* **Complete the following**
A) Reproduce the part of the Gaza polling post starting with "Hamas would get" and going on through "for its rival.".
B) Carry on the Gaza polling post from the point where it stops.

* **Provided passage**
*** Begin section ***

Saturday, February 7, 2009

Polling Gaza

I’m always curious as to why the level of scrutiny of polling in the United States is never applied to some other pretty important polls elsewhere. Maybe it's because election polls are eventually proven accurate or inaccurate, whereas others are onetime snapshots of public opinion that can't really be challenged.

I mention this because of an article in the AFP discussing attitudes of Palestinians after the war in Gaza. Now the poll may be accurate, I’m not sure, but there were some red flags that were raised which the article doesn't address. I don't' really fault the pollster here – like in the US, it's mostly the fault of the media in the way they report polls.

The article leads with the headline: Poll: Gaza Boosts Hamas Support.

It then goes on to say:

Hamas would get 28.6 percent of the vote compared with 27.9 percent for the rival Fatah faction of Western-backed president Mahmud Abbas if elections were held today, according to the survey by the Jerusalem Media and Communications Centre.

In Gaza, the poll put Hamas at 28 percent against 33.6 percent for Abbas' Fatah. In the West Bank, the poll gave Hamas 29 percent support against 24.5 percent for its rival.


Why do I have a problem with this? First of all, the headline, which states: "Gaza Boosts Hamas Support" is inaccurate. In order to show that it boosted Hamas' support, we would have needed an earlier poll taken before the war to measure support then. If such a poll was taken, it would have to be by the same firm with the same exact methodology. The article doesn't mention any such poll. So whatever the actual current level of support is, we don't really know if it was an increase or a decrease. This didn't stop the writer from blindly assuming a phenomenon based on no empirical evidence.

The article then goes on to mention the numbers listed above, which is fine, but uses them to make blind assertions about who actually enjoys more popularity. Given the narrow gap between the figures however, I think this is rather reckless. For example, it's declared that Hamas would win an election because it gets 28.6 percent compared to 27.9 for Fatah. It doesn't take much to observe that that's only slightly over one percentage point. Given that the polls margin of error was stated to be plus or minus 3, we can't really assume a victory based on a 1-point difference. A margin of error of 3 means that the actually results could be anywhere from Hamas - 25.6% and Fatah – 30.9, to Hamas - 31.6 and Fatah - 24.9. We can predict the real numbers would lay somewhere close to what was stated, but the article doesn't predict, it makes a bold statement about something the poll actually doesn't say.

*** End section ***

[Saved entries]
*** Begin section ***

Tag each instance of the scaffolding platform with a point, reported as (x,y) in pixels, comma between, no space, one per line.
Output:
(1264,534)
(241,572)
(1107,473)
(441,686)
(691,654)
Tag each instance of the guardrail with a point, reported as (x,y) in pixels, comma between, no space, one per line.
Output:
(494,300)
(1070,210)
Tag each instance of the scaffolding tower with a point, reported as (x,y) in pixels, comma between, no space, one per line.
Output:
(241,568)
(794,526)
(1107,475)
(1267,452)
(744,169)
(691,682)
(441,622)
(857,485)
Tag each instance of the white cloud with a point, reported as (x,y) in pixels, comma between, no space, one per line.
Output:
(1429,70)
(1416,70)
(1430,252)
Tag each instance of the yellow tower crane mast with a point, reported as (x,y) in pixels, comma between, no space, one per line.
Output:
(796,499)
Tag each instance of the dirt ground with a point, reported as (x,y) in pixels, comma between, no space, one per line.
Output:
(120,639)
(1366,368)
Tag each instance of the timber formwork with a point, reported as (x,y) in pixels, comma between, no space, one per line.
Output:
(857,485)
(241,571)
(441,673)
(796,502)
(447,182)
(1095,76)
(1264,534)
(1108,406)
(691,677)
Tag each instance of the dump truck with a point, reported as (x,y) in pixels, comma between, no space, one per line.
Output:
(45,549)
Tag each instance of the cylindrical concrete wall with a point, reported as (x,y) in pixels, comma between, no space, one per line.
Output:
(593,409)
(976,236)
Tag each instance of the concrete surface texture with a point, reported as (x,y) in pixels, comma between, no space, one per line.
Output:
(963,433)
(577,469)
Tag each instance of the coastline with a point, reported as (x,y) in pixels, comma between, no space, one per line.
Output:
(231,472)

*** End section ***

* **Outputs in order**
A)
Hamas would get 28.6 percent of the vote compared with 27.9 percent for the rival Fatah faction of Western-backed president Mahmud Abbas if elections were held today, according to the survey by the Jerusalem Media and Communications Centre.

In Gaza, the poll put Hamas at 28 percent against 33.6 percent for Abbas' Fatah. In the West Bank, the poll gave Hamas 29 percent support against 24.5 percent for its rival.

B)
I also wonder about the way the margin of error was calculated. The article states:

The pollsters surveyed a sample of 1,198 people -- 758 in the West Bank and 440 in Gaza -- and gave a margin of error of plus or minus three percent.

Okay, that’s fine, but if you're going to poll both territories together, and then divide them separately, it's not the same margin of error. Anytime a pollster in the US looks into demographic subgroups of a poll they know that the data isn't as accurate as the entire poll because they're not dealing with as large as a sample size. If we plug the number of respondents in the West Bank, compared with a rough estimate of the population (2,345,000) and assume a standard deviation of 95, then the margin of error for that territory would be 3.55. If we do the same for Gaza, the margin is 4.29.
That’s using the equation: square root of p (p -1) / n x 1.96. Where p = percent of respondents polled to the population, n = total population.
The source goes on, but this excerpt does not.